Yazılı alıştırma 1: Kayıtlarda "front" sözcüğünü içeren bütün satırları seçip olduğu gibi yazın.

Soyut çizgin de yine bu süreçte mi oluştu? Kronolojik olarak işlerine bakınca çok da tutarlı duruyor bu stilin.
Çok figüratif ama bir yandan da çok soyut çalışıyordum. Grafik tasarımda soyut, resimde ise figüratif işler... Şimdi ikisini aynı yüzeyde yan yana getirmeye çalışıyorum. Aslında sürekli değiştiğimi hissediyorum ve benim için hepsi birbirinden farklı, hiçbiri birbirine benzemiyor. Amerika'dan döndükten sonra Bodrum'daki No. 81 Otel için bir koleksiyon hazırlamıştık. 30'a yakın resim yapmıştım ki, onları sonraki dönemde ve şimdi yaptıklarımla karşılaştırınca çok farklılıklar görüyorum.

Kandinsky akla geliyor işlerine bakınca; öykündüğün veya hayal gücünde bir yeri olduğunu düşündüğün böyle sanatçılar, akımlar veya bambaşka disiplinler var mı?
Kandinsky ve Miro'yu çok severim... Yeni jenerasyondan mesela Kolombiyalı Oscar Murillo'yu çok beğeniyorum, özellikle sosyal içerikli işler yapıyor olması çok ilham verici. Örneğin Frequencies adlı işinde kanvasları keserek dünyanın farklı köşelerindeki ilkokullara yolluyor ve hepsine birer proje veriyor; bir yıl boyunca o kanvaslar çocukların sıraları üzerine zımbalanacak ve öğrenciler de istedikleri gibi üzerlerini dolduracaklar. Okulda öğretilenlerin kime, neye göre belirlendiğinin bilinmediği bir eğitim sistemi içinde birden çocuklara, "Sen ve düşündüklerin önemlisin" deniyor. Bu kanvasların sonra alınıp sergilenmesi müthiş güzel.

Bu verdiğin örnekte senin işlerine dair ipuçları da saklı sanki; tuval dışındaki yüzeylere yaptığın resim çalışmaların veya değişimi tetikleme arzun gibi...
Neyin üzerine resim yaptığımı önemsiyorum; mermer veya kumaş gibi başka malzemelerle çalışmak, deney yapmak gibi benim için. Kendimi daha çok 'açmak' istiyorum. Farklı yerlerden bakmaya, kendimi daha iyi bir birey yapmaya çalışıyorum aslında. Bunu da insanlarla beraber deneyimlemek istiyorum.

Kendini ifade ediş şeklinde spiritüel nosyonlar hissediliyor. Ruhunu beslemek için neler yapıyorsun? Belki meditasyon?

Yazılı alıştırma 2: Söyleşide "Neyin üzerine resim" ile "yapıyorsun? Belki meditasyon?" arasında kalan bölümü, bu iki ifade de dahil olmak üzere, harfi harfine yineleyin.

Verilen kayıtlar:
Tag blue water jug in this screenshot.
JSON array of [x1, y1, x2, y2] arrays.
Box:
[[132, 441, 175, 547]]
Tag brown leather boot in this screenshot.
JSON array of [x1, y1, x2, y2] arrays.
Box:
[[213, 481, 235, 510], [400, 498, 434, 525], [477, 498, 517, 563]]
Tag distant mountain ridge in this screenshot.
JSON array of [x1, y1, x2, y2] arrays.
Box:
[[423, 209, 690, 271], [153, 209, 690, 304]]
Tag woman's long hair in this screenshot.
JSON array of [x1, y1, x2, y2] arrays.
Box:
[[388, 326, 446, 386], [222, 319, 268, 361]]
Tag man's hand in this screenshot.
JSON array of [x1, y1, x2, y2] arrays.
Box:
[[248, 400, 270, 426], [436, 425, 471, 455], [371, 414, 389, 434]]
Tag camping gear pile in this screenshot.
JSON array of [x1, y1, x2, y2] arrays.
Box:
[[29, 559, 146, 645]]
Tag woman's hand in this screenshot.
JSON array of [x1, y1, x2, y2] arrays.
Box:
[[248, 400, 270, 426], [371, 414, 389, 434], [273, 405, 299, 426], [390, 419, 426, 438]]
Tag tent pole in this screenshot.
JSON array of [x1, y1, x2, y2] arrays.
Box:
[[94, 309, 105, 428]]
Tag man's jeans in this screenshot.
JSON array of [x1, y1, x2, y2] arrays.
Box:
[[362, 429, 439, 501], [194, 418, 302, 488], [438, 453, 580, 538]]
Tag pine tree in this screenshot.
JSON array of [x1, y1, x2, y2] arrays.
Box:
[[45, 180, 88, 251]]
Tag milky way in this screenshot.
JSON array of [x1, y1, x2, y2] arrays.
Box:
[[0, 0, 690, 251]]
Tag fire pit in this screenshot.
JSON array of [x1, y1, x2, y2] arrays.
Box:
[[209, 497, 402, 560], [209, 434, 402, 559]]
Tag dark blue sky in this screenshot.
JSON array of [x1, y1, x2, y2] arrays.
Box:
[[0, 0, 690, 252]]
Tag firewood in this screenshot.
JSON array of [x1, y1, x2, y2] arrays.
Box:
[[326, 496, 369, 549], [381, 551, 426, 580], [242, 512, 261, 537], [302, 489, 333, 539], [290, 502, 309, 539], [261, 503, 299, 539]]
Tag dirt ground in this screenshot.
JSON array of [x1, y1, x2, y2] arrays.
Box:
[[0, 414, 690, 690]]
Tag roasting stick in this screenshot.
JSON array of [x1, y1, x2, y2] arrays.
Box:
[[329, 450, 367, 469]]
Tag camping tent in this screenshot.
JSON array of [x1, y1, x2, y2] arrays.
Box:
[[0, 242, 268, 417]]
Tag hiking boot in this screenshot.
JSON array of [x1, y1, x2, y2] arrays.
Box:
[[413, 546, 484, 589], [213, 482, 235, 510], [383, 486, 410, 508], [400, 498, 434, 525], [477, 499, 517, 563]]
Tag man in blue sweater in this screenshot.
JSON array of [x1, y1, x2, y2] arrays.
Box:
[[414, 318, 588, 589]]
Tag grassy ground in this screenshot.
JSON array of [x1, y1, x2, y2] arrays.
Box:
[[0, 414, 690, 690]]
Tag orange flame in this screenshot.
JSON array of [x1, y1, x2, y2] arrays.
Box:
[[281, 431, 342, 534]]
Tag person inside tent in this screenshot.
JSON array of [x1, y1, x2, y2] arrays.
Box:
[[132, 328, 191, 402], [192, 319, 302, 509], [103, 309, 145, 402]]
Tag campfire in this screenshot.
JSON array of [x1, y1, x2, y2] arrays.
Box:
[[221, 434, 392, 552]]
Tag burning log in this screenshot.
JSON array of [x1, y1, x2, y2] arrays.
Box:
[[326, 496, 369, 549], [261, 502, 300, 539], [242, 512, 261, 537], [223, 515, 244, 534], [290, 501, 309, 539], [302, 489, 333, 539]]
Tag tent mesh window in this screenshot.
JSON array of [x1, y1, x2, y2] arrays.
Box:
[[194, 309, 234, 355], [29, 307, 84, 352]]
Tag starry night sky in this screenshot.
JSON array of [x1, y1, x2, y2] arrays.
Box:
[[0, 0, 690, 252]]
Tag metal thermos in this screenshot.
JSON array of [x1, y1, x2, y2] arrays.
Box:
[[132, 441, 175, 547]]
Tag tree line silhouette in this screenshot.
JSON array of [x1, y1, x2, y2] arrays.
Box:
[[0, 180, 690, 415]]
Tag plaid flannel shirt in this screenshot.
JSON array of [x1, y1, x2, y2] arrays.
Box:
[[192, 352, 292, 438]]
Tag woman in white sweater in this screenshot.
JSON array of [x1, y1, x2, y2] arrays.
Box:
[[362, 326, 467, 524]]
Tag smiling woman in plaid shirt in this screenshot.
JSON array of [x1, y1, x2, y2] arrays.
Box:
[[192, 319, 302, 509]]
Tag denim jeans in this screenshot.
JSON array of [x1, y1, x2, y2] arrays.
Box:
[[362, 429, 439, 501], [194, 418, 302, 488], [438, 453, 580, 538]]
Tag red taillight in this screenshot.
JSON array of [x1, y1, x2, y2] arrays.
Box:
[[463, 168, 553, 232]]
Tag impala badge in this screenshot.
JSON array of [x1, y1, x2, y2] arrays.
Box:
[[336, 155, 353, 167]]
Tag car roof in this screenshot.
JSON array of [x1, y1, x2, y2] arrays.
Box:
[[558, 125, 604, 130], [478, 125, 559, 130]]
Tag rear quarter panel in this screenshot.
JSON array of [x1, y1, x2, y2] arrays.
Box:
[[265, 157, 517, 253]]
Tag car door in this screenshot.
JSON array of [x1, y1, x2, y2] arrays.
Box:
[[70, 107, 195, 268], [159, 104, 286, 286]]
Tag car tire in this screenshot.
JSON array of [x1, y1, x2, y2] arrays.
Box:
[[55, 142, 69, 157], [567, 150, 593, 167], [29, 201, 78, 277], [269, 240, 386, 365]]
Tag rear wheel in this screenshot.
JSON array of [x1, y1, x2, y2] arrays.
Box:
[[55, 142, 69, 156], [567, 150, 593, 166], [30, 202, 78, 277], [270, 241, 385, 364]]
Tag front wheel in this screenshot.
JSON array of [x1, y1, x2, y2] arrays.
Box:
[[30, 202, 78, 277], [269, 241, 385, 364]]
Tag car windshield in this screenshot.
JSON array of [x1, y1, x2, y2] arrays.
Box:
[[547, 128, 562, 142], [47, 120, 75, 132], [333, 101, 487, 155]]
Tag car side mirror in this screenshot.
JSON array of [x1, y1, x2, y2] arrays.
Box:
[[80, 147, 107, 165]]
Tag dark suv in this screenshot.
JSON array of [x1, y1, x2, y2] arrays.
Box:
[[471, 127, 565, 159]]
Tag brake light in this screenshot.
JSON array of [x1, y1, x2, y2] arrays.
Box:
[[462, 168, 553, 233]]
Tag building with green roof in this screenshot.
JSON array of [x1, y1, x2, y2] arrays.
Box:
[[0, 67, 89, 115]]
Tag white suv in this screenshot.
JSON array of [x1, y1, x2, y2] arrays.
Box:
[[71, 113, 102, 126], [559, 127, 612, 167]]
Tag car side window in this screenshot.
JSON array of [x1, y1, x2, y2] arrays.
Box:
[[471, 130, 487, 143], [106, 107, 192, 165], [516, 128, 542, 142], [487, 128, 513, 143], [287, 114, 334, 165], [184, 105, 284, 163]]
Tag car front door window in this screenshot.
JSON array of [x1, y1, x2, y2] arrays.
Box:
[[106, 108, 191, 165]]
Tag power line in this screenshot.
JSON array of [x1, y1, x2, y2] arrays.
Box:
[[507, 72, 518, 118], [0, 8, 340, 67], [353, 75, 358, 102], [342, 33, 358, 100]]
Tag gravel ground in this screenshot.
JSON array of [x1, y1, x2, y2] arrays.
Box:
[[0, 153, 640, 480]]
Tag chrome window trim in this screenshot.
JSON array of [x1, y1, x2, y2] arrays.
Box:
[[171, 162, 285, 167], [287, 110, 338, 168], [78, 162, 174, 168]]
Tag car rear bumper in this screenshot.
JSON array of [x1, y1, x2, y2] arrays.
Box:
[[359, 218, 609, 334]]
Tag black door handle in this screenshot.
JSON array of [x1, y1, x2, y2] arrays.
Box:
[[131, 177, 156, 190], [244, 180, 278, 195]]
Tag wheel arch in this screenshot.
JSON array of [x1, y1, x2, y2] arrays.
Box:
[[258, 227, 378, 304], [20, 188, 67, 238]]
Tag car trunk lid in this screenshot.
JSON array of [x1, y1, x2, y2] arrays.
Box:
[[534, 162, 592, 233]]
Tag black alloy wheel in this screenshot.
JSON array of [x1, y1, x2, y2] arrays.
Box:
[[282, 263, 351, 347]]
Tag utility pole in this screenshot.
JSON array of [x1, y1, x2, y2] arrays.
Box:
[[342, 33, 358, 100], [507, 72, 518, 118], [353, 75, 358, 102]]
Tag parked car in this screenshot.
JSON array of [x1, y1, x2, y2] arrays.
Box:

Doğru cevap 1:
Tag front wheel in this screenshot.
Tag car front door window in this screenshot.

Doğru cevap 2:
Neyin üzerine resim yaptığımı önemsiyorum; mermer veya kumaş gibi başka malzemelerle çalışmak, deney yapmak gibi benim için. Kendimi daha çok 'açmak' istiyorum. Farklı yerlerden bakmaya, kendimi daha iyi bir birey yapmaya çalışıyorum aslında. Bunu da insanlarla beraber deneyimlemek istiyorum.

Kendini ifade ediş şeklinde spiritüel nosyonlar hissediliyor. Ruhunu beslemek için neler yapıyorsun? Belki meditasyon?